What you need to do:
Reproduce the lines below word for word, but leave out the pictures.

※

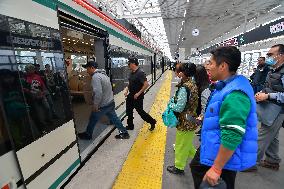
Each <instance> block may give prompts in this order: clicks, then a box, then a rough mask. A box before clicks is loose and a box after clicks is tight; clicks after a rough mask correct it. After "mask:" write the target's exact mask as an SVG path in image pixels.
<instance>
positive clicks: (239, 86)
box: [200, 75, 258, 171]
mask: <svg viewBox="0 0 284 189" xmlns="http://www.w3.org/2000/svg"><path fill="white" fill-rule="evenodd" d="M222 82H223V81H222ZM223 83H224V82H223ZM233 91H242V92H243V93H245V94H246V95H247V96H248V97H249V99H250V102H251V109H250V112H249V115H248V118H247V120H246V131H245V134H244V136H243V140H242V142H241V144H240V145H239V146H238V147H237V148H236V150H235V152H234V154H233V155H232V157H231V159H230V160H229V161H228V162H227V163H226V165H225V166H224V169H227V170H232V171H241V170H244V169H247V168H249V167H252V166H254V165H255V164H256V159H257V136H258V134H257V114H256V102H255V98H254V93H253V89H252V87H251V85H250V83H249V81H248V80H247V79H246V78H245V77H244V76H241V75H237V76H233V77H232V78H231V79H229V80H228V81H227V82H225V84H224V86H223V87H222V88H219V89H218V88H217V89H215V90H214V91H213V93H212V97H211V99H210V101H209V102H208V106H207V109H206V112H205V116H204V121H203V126H202V132H201V147H200V163H201V164H204V165H207V166H212V165H213V163H214V160H215V158H216V157H217V154H218V151H219V148H220V143H221V130H220V125H219V111H220V108H221V105H222V102H223V101H224V99H225V97H226V96H227V95H228V94H230V93H231V92H233Z"/></svg>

※

Response area:
Each <instance> block may give prompts in this order: clicks, then a box, then a rough mask. A box before clicks is loose and a box after clicks is tight; clicks after a rough mask correct it. After "mask:" write the target's exact mask as an SVG path in image pixels.
<instance>
positive clicks: (239, 86)
box: [200, 75, 258, 171]
mask: <svg viewBox="0 0 284 189" xmlns="http://www.w3.org/2000/svg"><path fill="white" fill-rule="evenodd" d="M222 82H223V81H222ZM223 83H224V82H223ZM233 91H242V92H243V93H245V94H246V95H247V96H248V97H249V99H250V102H251V109H250V112H249V115H248V118H247V120H246V131H245V134H244V136H243V140H242V142H241V144H240V145H239V146H238V147H237V148H236V150H235V152H234V154H233V155H232V157H231V159H230V160H229V161H228V162H227V163H226V165H225V166H224V169H227V170H232V171H241V170H244V169H247V168H249V167H252V166H254V165H255V164H256V159H257V136H258V134H257V114H256V102H255V98H254V93H253V89H252V87H251V85H250V83H249V81H248V80H247V79H246V78H245V77H244V76H241V75H237V76H233V77H232V78H231V79H229V80H228V81H227V82H225V84H224V86H223V87H222V88H219V89H218V88H217V89H215V90H214V91H213V93H212V97H211V99H210V101H209V102H208V106H207V109H206V112H205V116H204V121H203V126H202V132H201V147H200V163H201V164H204V165H207V166H212V165H213V163H214V160H215V158H216V157H217V154H218V151H219V148H220V143H221V130H220V125H219V111H220V108H221V105H222V102H223V101H224V99H225V97H226V96H227V95H228V94H230V93H231V92H233Z"/></svg>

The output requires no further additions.